--- Input records Enclosed Below ---

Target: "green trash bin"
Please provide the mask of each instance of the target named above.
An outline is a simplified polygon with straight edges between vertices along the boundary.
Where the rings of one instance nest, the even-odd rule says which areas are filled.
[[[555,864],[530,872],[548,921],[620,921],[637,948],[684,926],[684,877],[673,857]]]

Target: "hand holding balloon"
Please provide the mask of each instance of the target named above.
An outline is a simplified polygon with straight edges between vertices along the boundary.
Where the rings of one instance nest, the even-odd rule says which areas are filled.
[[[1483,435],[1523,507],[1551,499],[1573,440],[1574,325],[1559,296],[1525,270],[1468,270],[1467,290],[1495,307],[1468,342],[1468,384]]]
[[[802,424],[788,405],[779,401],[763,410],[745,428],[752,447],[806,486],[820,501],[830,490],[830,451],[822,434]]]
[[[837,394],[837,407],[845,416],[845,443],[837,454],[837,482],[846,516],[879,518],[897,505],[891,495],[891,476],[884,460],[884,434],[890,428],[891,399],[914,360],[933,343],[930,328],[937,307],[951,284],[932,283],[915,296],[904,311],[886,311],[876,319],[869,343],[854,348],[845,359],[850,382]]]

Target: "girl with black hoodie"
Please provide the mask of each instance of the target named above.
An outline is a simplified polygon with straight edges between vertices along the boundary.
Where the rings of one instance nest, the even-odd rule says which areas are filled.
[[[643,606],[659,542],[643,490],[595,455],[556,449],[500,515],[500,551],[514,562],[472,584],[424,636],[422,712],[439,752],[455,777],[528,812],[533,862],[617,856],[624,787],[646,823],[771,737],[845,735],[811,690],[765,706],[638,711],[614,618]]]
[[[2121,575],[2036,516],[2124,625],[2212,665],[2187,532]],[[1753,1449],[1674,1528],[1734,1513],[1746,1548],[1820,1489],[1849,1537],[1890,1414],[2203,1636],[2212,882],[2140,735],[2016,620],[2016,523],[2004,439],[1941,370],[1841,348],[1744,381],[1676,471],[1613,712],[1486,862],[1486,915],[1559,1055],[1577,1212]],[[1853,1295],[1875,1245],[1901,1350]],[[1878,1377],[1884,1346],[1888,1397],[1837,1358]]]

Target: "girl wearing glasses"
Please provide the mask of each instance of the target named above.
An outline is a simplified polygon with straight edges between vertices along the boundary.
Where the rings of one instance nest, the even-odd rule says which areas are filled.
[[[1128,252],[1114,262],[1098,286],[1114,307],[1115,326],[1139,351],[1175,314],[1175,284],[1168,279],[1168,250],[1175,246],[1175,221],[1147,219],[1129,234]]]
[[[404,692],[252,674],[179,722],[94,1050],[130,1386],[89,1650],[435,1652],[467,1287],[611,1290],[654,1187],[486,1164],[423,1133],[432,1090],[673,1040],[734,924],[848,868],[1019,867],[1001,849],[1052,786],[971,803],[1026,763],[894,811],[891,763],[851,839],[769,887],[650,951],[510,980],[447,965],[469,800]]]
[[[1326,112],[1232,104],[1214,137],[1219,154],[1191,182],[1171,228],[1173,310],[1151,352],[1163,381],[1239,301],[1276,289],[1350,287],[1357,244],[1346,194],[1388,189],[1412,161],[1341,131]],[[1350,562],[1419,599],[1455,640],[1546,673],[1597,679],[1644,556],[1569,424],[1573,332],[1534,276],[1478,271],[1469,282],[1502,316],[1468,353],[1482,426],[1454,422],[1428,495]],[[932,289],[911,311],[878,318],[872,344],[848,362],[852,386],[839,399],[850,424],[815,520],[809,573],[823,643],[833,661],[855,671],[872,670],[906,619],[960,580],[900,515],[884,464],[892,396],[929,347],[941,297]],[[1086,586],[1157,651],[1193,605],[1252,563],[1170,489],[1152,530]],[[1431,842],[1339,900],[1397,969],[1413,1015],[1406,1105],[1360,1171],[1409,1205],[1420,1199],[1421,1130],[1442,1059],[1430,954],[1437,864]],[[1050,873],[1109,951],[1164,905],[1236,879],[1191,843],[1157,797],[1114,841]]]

--- End of Enclosed Input records ---

To do: Every line in the material must be retyped exactly, with none omitted.

Written answer:
Target: "green trash bin"
Please provide the mask of each instance of the target named above.
An outline is a simplified polygon with straight edges between vertices along the boundary.
Where the rings of one instance nest, the even-odd rule says which areas are filled.
[[[555,864],[530,872],[548,921],[620,921],[637,948],[684,926],[684,877],[673,857]]]

Target: "hand holding balloon"
Please provide the mask of each instance of the target named above.
An outline is a simplified polygon with straight edges between vertices along the boundary.
Where the rings of one instance nest, the even-odd rule says which areas are filled.
[[[1483,435],[1523,507],[1551,499],[1573,440],[1574,325],[1559,296],[1525,270],[1468,270],[1467,290],[1495,307],[1468,342],[1468,384]]]
[[[802,424],[788,405],[779,401],[763,410],[745,428],[752,447],[806,486],[820,501],[830,490],[830,451],[822,434]]]
[[[837,394],[837,407],[845,416],[845,443],[837,454],[837,482],[846,516],[879,518],[897,505],[891,495],[891,476],[884,460],[884,434],[890,428],[891,399],[914,360],[933,343],[930,328],[937,307],[951,284],[932,283],[915,296],[904,311],[886,311],[876,319],[869,343],[854,348],[845,359],[850,382]]]

Target: "girl with black hoodie"
Please provide the mask of each instance of the target named above.
An outline is a simplified polygon with straight edges between vertices along the boundary.
Where the rings of one instance nest, the even-odd rule says which areas are filled.
[[[643,606],[659,542],[643,490],[595,455],[556,449],[500,515],[500,551],[514,562],[472,584],[424,636],[422,712],[439,752],[455,777],[528,812],[533,862],[617,856],[624,787],[646,823],[771,737],[845,735],[811,690],[765,706],[638,711],[614,618]]]
[[[2121,575],[2036,516],[2124,625],[2212,665],[2187,532]],[[1753,1449],[1674,1528],[1734,1513],[1746,1548],[1820,1489],[1849,1537],[1890,1414],[2203,1636],[2212,882],[2140,735],[2016,620],[2016,523],[2004,439],[1941,370],[1841,348],[1744,381],[1676,471],[1613,712],[1486,862],[1486,915],[1559,1055],[1577,1212]],[[1853,1295],[1875,1245],[1901,1350]],[[1878,1377],[1884,1346],[1888,1397],[1837,1358]]]

Target: "girl wearing glasses"
Please provide the mask of each instance of the target named above.
An outline is a simplified polygon with straight edges between vertices along the boundary.
Where the rings of one instance nest, the even-odd rule says which areas are filled.
[[[1128,252],[1114,262],[1098,286],[1114,307],[1115,326],[1139,351],[1175,314],[1175,284],[1168,279],[1168,250],[1175,246],[1175,221],[1147,219],[1129,234]]]
[[[404,692],[252,674],[179,722],[94,1050],[130,1386],[89,1650],[435,1652],[467,1287],[611,1290],[654,1187],[486,1164],[423,1133],[432,1090],[673,1040],[734,924],[848,868],[1019,867],[1001,849],[1052,786],[971,803],[1026,763],[894,811],[891,763],[851,839],[769,887],[650,951],[510,980],[447,965],[469,800]]]
[[[1326,112],[1232,104],[1214,137],[1219,154],[1191,182],[1171,228],[1173,310],[1151,352],[1163,381],[1239,301],[1276,289],[1350,287],[1357,244],[1346,194],[1388,189],[1412,161],[1341,131]],[[1350,562],[1419,599],[1455,640],[1546,673],[1597,679],[1644,556],[1569,424],[1573,332],[1534,276],[1478,271],[1469,282],[1502,316],[1468,353],[1482,426],[1454,422],[1428,495]],[[932,289],[911,311],[878,318],[872,344],[848,362],[852,386],[839,399],[850,424],[815,520],[809,573],[823,643],[833,661],[855,671],[872,670],[906,619],[960,580],[900,515],[884,464],[892,396],[929,347],[941,297]],[[1086,586],[1157,651],[1193,605],[1252,563],[1170,489],[1152,530]],[[1431,842],[1339,900],[1397,969],[1413,1015],[1406,1105],[1360,1171],[1409,1205],[1420,1199],[1421,1130],[1442,1059],[1430,954],[1437,864]],[[1050,873],[1109,951],[1164,905],[1236,879],[1191,843],[1157,797],[1114,841]]]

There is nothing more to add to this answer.